Information supplied |

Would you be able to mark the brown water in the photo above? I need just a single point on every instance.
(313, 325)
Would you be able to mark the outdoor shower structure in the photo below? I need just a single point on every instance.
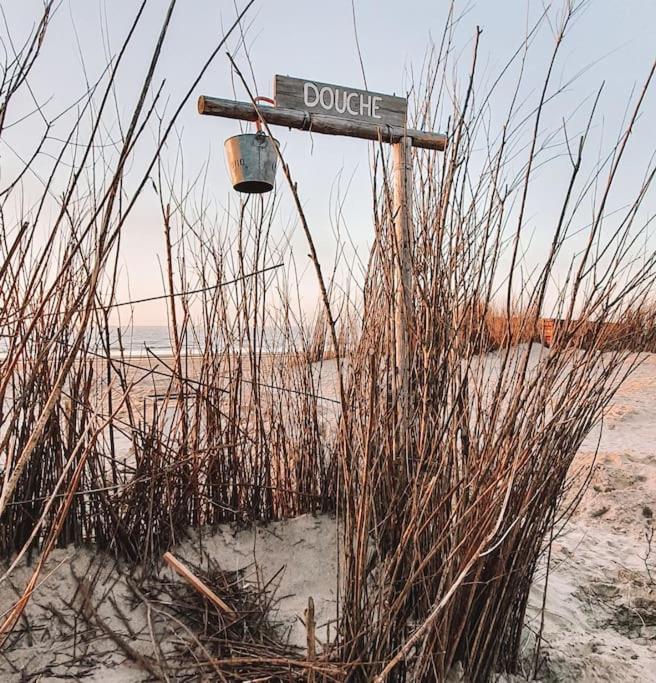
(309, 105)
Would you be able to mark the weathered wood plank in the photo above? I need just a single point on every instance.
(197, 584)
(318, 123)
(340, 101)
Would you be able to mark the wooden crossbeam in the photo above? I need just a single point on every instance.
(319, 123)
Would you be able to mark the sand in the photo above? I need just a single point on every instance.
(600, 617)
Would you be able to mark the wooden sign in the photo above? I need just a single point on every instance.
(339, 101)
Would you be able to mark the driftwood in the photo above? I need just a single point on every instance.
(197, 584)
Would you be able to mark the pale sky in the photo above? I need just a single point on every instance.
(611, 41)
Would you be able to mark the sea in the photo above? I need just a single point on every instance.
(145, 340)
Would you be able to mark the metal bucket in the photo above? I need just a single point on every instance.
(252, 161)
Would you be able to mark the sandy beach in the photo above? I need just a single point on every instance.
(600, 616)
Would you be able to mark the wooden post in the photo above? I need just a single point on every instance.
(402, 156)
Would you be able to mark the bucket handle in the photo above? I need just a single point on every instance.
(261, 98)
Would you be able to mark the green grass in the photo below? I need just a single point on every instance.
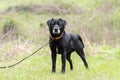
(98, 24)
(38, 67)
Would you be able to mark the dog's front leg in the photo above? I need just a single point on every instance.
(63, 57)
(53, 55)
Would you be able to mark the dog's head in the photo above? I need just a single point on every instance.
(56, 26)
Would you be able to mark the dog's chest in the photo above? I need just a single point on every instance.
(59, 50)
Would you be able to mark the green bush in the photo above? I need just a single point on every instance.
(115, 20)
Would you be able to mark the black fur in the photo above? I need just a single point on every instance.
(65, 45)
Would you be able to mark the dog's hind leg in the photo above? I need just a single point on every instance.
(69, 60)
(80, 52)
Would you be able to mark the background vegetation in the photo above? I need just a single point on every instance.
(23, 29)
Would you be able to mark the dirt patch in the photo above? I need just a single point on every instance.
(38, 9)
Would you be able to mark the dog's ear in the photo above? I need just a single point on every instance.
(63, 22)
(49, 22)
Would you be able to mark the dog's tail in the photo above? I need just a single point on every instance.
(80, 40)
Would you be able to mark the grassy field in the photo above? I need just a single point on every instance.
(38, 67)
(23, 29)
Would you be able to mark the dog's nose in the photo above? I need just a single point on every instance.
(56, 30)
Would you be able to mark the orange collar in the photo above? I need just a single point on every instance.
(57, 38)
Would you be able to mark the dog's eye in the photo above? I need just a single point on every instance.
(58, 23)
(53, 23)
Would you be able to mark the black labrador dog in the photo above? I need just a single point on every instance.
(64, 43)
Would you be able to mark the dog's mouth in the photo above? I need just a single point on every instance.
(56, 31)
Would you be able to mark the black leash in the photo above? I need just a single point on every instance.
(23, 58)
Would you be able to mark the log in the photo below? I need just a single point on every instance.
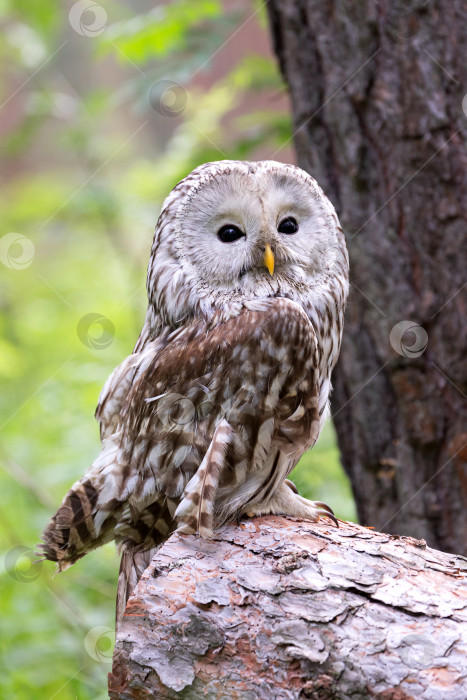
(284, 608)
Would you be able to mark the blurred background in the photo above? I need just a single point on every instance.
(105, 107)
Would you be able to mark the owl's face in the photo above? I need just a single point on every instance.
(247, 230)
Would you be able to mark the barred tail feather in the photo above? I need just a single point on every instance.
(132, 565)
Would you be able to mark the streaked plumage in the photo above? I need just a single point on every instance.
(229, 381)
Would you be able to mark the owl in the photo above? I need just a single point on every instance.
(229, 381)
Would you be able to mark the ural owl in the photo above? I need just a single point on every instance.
--
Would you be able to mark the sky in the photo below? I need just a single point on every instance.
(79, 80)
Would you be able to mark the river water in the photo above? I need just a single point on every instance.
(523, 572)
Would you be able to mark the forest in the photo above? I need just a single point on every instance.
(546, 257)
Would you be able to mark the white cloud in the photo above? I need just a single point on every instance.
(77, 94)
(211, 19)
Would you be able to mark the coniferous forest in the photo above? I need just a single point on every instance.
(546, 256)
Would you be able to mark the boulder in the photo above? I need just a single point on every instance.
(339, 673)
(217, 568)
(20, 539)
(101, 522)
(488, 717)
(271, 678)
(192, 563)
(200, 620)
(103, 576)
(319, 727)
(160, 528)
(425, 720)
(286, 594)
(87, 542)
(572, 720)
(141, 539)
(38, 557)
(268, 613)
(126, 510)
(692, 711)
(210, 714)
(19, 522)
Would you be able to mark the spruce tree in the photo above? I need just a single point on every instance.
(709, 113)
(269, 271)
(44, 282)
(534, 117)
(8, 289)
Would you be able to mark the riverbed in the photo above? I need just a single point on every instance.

Direction | Reproduce every line of the records from the line containing "Would you be able to mark the owl in" through the line containing "Would you be able to mark the ural", both included, shifting each point coordinate by adding 100 to it and leaving all other text unchanged.

Correct result |
Would you be able to mark the owl in the photo above? I need just a single point on every instance.
(329, 481)
Would you be able to mark the ural owl in the photo above? I need just a single point on every instance.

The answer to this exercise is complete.